Auch Bryans deutsche Ehefrau steht voll und ganz hinter der Kleiderwahl ihres Gatten: „Man lebt nur einmal. Und das sollte man so gut es geht auskosten“, findet sie. Beide sind der Ansicht, dass es überhaupt keinen Grund gibt, sich in irgendeine Kategorie einreihen zu müssen. Was Bryan in Bezug auf seinen Style am meisten nervt, ist dessen ständige Reduktion auf etwas Sexuelles. Seine Art sich zu kleiden, errege ihn nicht, er fühle sich in seinen Outfits einfach nur schöner und darüber hinaus sei er auch nicht schwul, wovon die meisten, die ihm begegnen, zunächst einmal fest ausgehen würden.

◆ ◆ ◆ ◆ ◆ ◆ ◆

▸ **Schriftliche Aufgaben**
a - Bitte beantworten Sie diese Fragen zum Textauszug:
(i) Wer steht voll und ganz hinter Bryans Kleiderwahl?
(ii) Was nervt Bryan in Bezug auf seinen Style am meisten?
(iii) Wovon gehen die meisten, die Bryan begegnen, zunächst fest aus?
b - Erklären Sie anhand des Textauszugs, warum Bryan seinen Kleidungsstil nicht als etwas Sexuelles verstanden wissen will.

▸ **Datenteil**
◆ ◆ ◆ ◆ ◆ ◆ ◆

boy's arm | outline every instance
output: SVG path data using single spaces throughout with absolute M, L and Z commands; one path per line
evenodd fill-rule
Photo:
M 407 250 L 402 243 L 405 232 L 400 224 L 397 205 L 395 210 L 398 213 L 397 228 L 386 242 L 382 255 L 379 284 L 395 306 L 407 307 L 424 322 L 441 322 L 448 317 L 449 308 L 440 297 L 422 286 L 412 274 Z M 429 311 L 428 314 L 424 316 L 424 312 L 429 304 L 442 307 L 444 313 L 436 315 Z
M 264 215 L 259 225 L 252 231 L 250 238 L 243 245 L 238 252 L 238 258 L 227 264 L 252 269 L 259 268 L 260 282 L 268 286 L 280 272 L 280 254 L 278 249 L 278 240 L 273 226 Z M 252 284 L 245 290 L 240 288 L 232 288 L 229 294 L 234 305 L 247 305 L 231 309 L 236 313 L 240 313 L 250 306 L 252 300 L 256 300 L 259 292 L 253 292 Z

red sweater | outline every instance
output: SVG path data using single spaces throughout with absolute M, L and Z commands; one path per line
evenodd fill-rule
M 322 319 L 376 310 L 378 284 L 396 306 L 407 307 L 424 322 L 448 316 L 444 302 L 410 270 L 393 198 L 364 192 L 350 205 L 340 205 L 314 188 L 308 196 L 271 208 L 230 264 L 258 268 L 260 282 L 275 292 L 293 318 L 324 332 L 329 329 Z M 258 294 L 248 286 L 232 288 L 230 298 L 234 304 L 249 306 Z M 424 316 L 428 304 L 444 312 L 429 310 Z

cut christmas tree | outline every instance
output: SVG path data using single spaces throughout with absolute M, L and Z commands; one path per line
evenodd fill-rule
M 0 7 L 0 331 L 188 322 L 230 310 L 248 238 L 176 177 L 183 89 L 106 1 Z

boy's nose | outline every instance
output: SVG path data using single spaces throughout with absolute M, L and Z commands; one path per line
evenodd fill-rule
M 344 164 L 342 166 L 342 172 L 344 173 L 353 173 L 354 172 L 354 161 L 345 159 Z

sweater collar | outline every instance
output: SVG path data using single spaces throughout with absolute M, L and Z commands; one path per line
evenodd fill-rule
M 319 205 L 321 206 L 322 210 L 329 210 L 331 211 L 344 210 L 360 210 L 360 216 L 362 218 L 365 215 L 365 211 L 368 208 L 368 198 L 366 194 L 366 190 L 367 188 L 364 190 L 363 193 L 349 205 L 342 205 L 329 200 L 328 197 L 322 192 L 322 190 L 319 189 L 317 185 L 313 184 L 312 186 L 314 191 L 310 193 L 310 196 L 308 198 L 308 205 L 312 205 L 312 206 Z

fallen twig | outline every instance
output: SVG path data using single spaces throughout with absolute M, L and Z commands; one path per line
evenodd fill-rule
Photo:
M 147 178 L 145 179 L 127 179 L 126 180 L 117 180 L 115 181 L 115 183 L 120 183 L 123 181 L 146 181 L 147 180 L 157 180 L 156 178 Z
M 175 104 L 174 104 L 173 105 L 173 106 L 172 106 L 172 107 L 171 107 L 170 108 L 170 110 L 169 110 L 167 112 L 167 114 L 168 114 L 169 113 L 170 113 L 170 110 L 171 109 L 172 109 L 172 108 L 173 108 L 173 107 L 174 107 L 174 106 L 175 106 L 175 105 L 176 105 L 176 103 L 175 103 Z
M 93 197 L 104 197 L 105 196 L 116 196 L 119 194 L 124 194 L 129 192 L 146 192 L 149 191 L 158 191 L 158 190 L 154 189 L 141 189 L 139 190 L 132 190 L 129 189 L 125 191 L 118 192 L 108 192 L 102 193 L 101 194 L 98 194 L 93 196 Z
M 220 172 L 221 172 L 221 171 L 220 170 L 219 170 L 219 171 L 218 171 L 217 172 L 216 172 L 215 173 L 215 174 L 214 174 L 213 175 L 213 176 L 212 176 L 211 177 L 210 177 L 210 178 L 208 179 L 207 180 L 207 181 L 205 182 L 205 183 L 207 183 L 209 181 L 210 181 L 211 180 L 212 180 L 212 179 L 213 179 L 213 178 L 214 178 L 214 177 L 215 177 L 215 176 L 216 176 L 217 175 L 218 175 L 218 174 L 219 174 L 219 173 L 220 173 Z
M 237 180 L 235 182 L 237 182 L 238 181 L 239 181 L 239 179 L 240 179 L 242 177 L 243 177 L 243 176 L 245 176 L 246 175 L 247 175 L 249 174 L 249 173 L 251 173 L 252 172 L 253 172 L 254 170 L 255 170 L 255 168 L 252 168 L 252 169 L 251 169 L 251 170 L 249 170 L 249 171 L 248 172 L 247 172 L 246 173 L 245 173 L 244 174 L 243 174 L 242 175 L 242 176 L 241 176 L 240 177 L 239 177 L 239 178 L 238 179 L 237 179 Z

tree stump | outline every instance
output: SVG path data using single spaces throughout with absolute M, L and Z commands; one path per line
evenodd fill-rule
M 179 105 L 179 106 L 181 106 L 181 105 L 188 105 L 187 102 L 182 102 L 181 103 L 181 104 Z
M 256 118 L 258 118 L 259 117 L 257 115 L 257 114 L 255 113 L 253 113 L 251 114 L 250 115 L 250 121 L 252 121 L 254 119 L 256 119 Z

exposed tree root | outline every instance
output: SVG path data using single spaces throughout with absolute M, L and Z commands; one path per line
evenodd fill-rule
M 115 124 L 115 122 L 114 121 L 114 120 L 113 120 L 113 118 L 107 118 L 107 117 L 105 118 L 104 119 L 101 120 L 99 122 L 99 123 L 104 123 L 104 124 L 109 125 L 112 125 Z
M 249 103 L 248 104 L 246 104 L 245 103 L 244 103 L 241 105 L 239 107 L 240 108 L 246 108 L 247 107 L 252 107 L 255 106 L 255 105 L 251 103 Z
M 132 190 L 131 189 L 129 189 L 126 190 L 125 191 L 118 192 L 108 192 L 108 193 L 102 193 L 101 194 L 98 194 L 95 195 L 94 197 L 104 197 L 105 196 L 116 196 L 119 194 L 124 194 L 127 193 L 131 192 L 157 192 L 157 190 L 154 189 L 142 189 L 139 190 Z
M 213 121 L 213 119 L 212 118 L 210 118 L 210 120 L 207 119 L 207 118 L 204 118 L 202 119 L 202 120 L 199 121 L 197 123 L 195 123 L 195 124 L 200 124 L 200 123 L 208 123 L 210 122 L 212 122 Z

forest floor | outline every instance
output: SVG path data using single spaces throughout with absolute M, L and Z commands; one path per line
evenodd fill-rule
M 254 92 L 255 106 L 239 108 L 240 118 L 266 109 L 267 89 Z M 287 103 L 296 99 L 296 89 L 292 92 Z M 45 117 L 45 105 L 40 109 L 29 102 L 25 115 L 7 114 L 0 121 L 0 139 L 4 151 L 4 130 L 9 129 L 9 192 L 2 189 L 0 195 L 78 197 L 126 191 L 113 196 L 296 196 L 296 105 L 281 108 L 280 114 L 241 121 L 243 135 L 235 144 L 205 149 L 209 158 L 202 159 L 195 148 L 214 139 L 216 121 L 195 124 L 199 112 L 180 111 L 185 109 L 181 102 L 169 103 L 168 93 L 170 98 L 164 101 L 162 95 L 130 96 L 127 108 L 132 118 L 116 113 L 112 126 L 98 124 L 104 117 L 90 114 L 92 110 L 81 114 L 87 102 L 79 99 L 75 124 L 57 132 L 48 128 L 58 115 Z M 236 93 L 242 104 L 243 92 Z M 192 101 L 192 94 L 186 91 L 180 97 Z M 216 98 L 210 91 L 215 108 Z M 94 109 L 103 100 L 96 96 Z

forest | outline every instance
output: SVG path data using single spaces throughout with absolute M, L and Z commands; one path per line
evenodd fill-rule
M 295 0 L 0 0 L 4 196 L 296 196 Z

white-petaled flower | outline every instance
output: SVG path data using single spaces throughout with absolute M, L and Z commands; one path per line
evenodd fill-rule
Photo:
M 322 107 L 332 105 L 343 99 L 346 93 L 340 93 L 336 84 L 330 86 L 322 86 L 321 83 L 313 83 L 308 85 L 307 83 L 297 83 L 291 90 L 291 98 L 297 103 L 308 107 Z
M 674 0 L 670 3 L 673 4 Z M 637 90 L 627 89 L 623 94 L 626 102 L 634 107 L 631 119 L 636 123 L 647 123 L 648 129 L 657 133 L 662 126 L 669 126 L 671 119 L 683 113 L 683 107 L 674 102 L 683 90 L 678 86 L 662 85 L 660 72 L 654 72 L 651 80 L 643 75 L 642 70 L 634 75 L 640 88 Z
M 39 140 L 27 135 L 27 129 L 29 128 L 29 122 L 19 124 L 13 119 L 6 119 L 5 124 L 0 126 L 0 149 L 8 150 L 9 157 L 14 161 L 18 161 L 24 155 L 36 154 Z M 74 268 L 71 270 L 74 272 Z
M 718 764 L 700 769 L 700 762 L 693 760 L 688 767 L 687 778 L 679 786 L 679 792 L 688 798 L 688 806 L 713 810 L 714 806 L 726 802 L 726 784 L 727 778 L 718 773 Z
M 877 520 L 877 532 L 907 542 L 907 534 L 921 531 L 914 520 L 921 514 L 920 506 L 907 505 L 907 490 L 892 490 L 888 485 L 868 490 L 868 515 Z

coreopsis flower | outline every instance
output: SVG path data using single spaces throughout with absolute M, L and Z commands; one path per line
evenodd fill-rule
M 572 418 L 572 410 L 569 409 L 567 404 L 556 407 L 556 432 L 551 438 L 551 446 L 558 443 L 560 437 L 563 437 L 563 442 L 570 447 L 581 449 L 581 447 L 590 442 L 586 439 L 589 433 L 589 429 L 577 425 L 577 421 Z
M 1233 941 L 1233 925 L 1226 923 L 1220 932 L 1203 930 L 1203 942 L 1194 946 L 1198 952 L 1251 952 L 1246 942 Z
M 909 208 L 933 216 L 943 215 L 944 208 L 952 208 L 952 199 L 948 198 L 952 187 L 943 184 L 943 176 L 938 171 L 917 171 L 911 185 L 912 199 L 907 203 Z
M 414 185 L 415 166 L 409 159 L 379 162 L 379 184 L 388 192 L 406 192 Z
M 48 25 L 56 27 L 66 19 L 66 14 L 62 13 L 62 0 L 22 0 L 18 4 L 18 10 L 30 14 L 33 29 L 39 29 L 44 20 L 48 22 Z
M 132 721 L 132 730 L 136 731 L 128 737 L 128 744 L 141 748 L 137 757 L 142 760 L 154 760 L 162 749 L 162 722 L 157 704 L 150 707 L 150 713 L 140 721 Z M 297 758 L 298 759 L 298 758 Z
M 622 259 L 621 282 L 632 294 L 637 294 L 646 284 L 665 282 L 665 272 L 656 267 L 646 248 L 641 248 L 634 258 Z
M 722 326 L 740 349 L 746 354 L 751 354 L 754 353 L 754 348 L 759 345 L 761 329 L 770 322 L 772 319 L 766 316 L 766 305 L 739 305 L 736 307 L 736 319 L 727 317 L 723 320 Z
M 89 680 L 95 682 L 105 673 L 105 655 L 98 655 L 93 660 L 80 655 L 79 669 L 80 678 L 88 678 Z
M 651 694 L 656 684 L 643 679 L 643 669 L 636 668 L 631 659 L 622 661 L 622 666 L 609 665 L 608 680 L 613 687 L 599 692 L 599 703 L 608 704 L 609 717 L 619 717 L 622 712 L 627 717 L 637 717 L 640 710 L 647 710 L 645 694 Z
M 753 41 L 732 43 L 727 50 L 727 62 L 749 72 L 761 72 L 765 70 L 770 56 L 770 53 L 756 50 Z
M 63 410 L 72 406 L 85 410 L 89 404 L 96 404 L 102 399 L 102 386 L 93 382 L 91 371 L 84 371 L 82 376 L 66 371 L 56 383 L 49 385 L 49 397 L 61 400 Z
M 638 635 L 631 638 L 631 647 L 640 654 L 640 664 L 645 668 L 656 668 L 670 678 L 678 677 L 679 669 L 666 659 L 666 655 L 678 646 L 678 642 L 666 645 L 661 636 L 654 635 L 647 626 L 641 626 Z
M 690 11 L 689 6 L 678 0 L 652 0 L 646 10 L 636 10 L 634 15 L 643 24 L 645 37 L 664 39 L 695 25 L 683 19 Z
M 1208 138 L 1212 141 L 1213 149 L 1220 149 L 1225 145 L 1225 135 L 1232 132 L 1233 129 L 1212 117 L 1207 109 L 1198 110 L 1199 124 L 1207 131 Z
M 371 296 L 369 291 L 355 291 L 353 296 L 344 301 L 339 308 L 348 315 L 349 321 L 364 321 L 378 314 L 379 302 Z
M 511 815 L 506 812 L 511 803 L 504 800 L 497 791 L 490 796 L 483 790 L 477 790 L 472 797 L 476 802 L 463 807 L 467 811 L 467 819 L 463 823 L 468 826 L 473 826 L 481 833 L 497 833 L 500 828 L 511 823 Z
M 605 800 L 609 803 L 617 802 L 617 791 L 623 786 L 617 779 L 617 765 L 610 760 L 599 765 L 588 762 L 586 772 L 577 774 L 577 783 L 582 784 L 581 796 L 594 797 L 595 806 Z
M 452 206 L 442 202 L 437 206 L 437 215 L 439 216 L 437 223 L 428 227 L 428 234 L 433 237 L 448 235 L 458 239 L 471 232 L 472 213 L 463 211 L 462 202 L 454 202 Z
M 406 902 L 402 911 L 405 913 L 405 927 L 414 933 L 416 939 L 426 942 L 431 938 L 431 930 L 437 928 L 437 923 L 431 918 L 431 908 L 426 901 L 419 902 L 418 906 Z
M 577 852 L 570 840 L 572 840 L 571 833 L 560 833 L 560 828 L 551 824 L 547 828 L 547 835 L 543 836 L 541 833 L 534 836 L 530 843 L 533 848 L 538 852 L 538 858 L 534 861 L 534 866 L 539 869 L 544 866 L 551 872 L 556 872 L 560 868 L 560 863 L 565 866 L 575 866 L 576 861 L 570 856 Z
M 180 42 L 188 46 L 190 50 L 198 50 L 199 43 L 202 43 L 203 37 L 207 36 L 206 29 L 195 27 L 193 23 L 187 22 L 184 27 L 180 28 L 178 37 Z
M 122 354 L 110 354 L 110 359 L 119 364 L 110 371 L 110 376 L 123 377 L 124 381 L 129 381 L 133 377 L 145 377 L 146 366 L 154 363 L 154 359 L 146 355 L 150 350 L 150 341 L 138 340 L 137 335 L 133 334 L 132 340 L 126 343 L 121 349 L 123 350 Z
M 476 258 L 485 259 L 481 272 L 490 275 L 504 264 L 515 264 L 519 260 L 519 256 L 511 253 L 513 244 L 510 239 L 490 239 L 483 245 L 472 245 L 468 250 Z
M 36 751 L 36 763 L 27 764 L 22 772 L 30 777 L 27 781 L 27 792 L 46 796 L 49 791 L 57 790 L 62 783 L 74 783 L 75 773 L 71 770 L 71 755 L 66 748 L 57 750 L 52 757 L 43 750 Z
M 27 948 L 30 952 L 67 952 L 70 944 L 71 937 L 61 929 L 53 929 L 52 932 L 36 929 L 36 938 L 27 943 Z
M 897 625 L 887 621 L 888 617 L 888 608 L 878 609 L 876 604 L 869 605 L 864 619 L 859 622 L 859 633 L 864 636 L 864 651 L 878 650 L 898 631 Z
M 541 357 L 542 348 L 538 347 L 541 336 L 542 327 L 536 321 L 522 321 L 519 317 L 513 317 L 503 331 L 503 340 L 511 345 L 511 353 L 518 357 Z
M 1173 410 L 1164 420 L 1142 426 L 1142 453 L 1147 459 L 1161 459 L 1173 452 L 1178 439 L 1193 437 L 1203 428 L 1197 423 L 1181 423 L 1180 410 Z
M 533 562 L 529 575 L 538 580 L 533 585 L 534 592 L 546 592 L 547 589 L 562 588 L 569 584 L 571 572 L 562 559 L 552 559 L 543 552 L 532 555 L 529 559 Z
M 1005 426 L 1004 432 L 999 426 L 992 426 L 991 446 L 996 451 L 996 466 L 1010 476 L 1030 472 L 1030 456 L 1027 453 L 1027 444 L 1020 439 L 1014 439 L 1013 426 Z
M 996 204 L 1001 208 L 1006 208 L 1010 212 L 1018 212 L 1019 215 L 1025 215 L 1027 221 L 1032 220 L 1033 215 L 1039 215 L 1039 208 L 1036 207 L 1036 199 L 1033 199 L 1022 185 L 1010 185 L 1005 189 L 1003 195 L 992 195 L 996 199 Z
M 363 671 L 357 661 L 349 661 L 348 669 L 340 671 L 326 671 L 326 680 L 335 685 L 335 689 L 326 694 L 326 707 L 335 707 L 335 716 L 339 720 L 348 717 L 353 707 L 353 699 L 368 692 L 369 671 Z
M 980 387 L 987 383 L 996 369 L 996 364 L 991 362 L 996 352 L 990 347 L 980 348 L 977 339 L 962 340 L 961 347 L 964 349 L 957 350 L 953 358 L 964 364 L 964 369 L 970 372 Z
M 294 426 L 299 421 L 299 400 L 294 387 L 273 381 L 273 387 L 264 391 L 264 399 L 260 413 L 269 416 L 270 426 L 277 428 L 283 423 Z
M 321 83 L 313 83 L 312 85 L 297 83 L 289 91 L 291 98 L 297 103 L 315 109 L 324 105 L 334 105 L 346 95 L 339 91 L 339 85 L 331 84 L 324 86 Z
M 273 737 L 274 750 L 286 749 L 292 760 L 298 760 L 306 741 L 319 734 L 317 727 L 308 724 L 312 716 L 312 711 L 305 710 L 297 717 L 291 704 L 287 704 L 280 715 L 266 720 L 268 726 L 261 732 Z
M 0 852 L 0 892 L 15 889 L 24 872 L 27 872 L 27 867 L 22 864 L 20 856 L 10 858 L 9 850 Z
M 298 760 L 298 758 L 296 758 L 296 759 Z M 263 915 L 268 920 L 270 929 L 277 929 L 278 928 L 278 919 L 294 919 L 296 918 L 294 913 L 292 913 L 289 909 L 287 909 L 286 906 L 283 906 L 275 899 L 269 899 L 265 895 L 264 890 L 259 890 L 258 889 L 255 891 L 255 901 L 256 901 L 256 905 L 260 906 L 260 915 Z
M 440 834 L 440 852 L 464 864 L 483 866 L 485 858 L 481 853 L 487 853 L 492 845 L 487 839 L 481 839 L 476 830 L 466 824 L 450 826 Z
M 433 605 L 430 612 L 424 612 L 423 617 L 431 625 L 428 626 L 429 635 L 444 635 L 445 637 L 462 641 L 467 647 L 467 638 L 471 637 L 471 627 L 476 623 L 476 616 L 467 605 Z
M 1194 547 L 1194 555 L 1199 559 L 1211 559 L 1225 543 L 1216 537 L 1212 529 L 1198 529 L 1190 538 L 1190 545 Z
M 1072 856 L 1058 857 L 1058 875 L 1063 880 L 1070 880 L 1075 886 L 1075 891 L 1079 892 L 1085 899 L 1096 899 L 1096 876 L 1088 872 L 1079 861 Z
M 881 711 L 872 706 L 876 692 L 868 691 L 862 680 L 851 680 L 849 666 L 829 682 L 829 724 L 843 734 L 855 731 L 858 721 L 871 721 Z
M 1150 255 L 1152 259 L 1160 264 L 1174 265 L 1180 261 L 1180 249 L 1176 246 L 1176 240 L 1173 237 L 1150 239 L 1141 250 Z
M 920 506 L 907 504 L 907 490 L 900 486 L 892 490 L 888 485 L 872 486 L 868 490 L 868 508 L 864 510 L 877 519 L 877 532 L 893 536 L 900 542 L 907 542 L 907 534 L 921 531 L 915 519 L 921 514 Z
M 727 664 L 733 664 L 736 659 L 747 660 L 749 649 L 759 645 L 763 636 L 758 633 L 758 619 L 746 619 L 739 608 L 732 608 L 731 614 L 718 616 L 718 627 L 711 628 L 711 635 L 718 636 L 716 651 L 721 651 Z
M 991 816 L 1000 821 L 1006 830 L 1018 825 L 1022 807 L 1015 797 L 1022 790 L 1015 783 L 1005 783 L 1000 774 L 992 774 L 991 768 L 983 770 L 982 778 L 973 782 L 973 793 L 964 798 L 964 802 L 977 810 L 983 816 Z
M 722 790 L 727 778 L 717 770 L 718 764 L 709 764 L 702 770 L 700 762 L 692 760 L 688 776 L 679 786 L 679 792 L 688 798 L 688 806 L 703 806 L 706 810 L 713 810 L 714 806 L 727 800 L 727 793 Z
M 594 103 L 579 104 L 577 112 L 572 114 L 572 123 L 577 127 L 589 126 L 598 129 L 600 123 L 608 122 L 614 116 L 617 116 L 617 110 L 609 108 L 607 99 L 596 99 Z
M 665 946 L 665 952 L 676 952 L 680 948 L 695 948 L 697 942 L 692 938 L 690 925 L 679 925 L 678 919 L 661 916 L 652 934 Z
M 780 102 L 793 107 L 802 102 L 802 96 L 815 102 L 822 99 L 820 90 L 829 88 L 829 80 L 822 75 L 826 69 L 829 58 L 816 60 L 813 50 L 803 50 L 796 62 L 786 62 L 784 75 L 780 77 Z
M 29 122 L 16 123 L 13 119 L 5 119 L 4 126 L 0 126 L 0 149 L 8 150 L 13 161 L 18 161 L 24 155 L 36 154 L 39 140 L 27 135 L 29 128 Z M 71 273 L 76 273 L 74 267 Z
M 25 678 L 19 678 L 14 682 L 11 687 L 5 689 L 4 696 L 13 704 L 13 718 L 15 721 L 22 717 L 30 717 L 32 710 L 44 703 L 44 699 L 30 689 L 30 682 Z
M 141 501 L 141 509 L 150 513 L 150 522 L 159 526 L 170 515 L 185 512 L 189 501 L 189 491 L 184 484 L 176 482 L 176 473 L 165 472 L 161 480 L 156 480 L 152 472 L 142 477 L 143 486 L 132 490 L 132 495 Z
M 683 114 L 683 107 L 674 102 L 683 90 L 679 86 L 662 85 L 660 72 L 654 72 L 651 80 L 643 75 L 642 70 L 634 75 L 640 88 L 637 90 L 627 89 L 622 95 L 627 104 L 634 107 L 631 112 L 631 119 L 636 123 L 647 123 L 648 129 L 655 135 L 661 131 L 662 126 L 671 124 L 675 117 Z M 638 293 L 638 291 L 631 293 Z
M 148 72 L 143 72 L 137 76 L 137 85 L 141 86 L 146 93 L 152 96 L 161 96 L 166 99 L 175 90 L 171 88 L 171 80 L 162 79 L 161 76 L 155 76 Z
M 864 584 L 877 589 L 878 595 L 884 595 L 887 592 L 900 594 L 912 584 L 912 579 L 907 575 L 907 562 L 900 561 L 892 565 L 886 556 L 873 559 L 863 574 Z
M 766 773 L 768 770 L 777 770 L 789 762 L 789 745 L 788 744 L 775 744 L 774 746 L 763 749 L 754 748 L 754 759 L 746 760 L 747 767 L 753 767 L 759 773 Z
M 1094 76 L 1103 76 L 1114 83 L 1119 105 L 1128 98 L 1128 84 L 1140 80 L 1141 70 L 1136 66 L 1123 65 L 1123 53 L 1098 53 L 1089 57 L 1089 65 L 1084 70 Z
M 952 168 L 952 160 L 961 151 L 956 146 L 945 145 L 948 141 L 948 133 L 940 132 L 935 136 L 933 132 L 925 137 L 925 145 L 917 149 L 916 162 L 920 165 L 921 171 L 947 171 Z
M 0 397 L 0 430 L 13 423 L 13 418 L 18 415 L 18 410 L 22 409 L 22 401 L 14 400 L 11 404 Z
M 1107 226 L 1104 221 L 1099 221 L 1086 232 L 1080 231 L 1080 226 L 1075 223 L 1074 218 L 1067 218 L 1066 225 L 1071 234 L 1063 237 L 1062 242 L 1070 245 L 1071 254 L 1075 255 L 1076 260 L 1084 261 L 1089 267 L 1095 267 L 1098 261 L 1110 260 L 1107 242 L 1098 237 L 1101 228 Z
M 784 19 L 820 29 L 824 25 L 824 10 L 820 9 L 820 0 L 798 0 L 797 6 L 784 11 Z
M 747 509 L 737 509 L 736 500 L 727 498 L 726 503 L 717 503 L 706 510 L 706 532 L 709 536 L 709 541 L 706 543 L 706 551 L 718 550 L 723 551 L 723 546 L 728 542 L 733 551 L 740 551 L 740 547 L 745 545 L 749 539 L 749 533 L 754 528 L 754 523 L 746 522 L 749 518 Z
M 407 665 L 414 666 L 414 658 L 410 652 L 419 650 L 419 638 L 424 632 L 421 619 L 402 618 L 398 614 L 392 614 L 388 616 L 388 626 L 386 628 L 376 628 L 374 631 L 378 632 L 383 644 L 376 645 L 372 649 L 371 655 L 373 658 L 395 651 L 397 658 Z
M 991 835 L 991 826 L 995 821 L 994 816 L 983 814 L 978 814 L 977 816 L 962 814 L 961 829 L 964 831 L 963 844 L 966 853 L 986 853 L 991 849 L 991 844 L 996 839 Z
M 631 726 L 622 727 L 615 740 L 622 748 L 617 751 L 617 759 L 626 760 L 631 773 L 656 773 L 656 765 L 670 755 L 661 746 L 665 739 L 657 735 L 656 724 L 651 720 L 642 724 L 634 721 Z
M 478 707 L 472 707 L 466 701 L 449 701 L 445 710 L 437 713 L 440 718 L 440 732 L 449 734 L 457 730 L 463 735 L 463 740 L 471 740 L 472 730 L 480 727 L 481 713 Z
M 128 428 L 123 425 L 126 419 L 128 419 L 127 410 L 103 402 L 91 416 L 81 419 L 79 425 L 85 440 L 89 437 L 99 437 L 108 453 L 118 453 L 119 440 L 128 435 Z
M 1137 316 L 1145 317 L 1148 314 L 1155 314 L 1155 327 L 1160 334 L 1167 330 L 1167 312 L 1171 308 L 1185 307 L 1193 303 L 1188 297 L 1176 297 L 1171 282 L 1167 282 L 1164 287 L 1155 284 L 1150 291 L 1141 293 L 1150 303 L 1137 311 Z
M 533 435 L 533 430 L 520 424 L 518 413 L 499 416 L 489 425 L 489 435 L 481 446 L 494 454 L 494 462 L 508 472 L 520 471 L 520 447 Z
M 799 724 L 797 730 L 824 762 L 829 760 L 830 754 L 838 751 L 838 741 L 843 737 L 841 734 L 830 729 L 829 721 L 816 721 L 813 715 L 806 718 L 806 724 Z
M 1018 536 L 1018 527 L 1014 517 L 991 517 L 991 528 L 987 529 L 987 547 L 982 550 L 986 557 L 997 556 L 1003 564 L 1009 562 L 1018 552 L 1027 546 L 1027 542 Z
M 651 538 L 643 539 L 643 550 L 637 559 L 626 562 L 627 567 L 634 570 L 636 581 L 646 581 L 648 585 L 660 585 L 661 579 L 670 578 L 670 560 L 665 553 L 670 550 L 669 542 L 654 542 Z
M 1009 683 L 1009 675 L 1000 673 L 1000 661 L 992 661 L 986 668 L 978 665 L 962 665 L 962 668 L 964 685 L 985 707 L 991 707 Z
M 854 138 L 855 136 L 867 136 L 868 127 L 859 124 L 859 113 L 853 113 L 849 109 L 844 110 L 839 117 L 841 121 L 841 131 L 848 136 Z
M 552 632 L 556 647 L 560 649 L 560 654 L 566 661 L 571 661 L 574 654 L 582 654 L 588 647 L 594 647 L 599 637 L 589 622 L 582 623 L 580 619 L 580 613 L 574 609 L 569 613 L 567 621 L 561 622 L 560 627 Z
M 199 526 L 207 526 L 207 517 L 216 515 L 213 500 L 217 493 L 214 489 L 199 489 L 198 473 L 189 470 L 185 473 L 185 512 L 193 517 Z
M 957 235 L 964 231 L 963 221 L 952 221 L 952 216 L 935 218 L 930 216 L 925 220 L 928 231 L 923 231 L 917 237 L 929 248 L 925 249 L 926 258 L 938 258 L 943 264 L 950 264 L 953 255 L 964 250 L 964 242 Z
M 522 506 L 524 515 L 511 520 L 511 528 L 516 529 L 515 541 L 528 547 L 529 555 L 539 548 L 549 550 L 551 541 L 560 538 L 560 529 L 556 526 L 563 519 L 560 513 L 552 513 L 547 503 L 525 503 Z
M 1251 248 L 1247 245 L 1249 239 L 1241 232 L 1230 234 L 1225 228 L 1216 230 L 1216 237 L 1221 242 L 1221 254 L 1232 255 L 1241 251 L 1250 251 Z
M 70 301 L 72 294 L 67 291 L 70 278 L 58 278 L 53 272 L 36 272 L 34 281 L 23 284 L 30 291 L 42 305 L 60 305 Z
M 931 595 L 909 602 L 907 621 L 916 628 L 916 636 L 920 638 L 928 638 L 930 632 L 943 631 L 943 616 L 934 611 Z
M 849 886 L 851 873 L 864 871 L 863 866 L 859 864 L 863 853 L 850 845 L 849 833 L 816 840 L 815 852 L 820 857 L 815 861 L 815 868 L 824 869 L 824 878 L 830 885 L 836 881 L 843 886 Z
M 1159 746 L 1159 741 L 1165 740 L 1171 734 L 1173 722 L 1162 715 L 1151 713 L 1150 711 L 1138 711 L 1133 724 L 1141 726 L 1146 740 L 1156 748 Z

◆ ◆ ◆ ◆ ◆ ◆ ◆

▸ **Erwartete Antworten**
a -
(i) Seine deutsche Ehefrau.
(ii) Die ständige Reduktion seines Styles auf etwas Sexuelles.
(iii) Davon, dass er schwul sei.

b - Seine Art, sich zu kleiden, errege ihn nicht. Er fühle sich in seinen Outfits einfach nur schöner.